#### The task:
Output a Markdown table with the columns "Row" and "Line", one numbered row per line and no rows for blank lines. Begin at the line in the entries below that contains "of the dress", and stop after the last line of the entries.

#### Input records:
▬▬▬▬▬▬▬▬▬▬

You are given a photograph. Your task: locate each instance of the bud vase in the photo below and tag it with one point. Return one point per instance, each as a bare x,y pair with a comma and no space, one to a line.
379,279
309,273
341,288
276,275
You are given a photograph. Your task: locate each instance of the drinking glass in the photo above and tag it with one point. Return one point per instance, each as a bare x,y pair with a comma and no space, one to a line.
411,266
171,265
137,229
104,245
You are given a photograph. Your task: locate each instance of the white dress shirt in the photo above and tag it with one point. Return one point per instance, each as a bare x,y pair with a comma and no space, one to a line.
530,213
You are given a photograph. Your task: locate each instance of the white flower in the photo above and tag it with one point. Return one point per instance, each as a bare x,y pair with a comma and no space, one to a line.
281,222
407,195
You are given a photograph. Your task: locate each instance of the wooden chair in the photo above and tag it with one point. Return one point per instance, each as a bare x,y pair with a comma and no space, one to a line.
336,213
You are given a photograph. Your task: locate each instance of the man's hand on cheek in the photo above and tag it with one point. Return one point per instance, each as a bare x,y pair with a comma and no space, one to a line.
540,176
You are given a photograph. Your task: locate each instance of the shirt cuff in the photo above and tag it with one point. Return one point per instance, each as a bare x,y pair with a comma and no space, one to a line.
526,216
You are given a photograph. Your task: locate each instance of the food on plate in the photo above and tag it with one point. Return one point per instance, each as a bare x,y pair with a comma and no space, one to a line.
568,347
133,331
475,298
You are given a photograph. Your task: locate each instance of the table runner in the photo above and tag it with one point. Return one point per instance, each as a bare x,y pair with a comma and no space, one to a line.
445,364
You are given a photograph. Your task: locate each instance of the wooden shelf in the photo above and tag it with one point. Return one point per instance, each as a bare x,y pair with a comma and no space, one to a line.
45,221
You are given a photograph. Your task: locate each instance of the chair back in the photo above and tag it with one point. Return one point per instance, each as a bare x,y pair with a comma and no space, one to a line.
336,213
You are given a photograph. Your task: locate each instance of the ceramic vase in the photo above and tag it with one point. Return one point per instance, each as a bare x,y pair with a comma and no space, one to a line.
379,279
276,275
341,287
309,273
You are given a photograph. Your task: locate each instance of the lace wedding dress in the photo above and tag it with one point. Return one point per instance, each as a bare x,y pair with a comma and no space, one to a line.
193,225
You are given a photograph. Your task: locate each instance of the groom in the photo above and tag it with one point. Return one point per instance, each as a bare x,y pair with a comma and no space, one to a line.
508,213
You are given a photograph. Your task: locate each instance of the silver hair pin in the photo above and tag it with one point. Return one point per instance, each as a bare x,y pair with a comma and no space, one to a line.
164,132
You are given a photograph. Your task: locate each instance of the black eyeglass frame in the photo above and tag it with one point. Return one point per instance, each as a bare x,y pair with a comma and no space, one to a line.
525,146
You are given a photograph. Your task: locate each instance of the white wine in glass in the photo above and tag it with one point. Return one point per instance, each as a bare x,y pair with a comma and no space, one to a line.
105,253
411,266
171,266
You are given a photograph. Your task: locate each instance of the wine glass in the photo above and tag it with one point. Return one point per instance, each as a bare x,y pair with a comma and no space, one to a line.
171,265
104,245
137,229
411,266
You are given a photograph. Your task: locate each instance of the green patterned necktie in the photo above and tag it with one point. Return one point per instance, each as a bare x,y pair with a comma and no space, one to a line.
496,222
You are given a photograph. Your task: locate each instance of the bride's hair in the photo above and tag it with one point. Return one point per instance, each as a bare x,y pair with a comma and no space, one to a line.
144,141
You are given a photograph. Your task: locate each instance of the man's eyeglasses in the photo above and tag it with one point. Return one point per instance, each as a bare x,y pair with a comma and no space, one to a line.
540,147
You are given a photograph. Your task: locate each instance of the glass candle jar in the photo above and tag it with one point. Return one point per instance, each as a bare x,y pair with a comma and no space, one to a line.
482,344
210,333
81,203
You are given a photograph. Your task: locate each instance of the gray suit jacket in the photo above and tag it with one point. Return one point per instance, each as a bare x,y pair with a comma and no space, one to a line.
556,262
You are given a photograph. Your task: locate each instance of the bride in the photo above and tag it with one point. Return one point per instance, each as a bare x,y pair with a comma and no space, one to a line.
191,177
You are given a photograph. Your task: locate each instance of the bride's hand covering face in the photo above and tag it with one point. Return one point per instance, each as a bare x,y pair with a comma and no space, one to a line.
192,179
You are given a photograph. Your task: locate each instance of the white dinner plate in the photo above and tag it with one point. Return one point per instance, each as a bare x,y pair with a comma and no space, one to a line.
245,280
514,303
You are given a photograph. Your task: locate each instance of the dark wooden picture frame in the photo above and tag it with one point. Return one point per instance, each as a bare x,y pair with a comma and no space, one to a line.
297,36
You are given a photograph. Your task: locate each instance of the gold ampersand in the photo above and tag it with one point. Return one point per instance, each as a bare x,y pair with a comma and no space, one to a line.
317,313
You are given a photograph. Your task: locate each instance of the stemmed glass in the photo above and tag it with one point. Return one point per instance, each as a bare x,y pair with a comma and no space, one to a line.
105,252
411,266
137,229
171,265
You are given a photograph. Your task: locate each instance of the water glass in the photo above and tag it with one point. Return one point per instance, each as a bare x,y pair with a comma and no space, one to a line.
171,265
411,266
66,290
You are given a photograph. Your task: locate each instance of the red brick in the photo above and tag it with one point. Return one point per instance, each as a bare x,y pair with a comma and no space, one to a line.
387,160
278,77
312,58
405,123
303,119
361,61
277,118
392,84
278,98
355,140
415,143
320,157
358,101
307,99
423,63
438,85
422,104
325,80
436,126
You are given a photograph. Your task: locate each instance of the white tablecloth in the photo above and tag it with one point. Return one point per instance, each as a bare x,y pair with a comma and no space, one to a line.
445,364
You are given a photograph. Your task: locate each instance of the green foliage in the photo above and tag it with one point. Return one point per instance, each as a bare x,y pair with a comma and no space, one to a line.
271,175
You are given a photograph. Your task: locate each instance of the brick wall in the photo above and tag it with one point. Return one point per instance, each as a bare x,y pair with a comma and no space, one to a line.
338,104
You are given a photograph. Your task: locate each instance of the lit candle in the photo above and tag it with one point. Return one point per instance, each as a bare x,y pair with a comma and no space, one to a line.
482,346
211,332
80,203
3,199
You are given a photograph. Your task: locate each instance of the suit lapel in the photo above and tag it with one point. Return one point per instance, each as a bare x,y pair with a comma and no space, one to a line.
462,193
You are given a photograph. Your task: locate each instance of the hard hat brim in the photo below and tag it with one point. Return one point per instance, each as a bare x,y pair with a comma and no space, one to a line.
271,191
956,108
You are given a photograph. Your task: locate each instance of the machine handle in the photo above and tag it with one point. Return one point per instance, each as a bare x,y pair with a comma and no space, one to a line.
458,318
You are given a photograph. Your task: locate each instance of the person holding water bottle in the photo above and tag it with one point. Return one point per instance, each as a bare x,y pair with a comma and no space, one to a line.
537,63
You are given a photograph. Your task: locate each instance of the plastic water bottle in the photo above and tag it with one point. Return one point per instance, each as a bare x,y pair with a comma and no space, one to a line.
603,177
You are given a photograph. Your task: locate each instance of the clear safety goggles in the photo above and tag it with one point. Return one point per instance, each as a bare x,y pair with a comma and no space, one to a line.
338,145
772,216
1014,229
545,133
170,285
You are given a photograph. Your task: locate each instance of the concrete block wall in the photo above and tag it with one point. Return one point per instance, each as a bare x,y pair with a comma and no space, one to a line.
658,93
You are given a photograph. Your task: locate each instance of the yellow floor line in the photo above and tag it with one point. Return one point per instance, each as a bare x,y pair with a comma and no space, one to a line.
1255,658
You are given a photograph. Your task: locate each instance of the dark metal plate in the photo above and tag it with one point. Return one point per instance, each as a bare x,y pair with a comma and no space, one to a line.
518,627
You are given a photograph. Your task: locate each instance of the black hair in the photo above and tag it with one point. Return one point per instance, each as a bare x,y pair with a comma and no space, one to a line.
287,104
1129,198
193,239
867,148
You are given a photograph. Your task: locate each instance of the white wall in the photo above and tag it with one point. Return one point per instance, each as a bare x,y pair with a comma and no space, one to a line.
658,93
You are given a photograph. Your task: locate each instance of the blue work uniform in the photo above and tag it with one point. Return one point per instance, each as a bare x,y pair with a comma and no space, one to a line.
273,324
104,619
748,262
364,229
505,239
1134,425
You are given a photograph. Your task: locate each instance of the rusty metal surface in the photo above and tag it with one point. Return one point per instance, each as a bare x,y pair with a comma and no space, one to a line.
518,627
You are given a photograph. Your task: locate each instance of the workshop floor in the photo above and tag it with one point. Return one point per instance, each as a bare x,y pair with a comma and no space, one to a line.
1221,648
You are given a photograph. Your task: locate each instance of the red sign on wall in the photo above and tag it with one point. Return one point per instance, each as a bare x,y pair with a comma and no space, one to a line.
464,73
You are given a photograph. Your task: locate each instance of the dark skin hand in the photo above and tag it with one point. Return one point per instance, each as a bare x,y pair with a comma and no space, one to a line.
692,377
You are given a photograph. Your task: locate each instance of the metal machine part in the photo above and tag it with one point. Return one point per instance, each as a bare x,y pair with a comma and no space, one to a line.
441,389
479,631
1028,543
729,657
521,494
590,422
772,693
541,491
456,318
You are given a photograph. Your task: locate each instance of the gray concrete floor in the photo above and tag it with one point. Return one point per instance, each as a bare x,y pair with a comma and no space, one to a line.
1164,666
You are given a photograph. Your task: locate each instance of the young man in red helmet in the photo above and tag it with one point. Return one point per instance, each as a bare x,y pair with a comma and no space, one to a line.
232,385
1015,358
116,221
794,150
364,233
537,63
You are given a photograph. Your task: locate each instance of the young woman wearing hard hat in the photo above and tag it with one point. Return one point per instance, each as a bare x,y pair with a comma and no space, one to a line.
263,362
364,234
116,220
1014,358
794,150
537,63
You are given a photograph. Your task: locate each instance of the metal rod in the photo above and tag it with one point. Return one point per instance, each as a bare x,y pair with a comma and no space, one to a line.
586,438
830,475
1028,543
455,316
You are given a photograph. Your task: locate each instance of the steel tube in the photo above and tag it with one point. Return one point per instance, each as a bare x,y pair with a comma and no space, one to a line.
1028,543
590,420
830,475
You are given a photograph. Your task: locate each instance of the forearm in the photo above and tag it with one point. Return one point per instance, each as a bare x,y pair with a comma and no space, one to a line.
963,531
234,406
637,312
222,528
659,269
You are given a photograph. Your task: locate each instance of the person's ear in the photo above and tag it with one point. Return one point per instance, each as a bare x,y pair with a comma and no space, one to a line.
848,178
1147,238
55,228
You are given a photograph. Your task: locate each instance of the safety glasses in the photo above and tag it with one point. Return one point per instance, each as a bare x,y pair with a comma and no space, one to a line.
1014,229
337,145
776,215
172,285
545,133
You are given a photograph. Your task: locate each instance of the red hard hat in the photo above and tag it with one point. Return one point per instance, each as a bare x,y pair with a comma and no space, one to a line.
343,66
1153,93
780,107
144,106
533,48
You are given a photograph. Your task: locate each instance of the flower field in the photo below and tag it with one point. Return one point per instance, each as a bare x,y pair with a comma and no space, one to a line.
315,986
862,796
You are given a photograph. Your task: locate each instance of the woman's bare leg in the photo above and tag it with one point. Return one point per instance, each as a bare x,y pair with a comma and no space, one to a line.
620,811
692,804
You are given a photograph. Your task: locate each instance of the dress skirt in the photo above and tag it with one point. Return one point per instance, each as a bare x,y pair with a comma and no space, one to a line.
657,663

▬▬▬▬▬▬▬▬▬▬

#### Solved exercise:
| Row | Line |
|---|---|
| 1 | You are given a photograph. Your task: locate each instance of the dress skirt in the photo above and tag it with one point. Return one point per instance, each as a bare x,y pair with a comma and no space, one to a line. |
| 2 | 657,663 |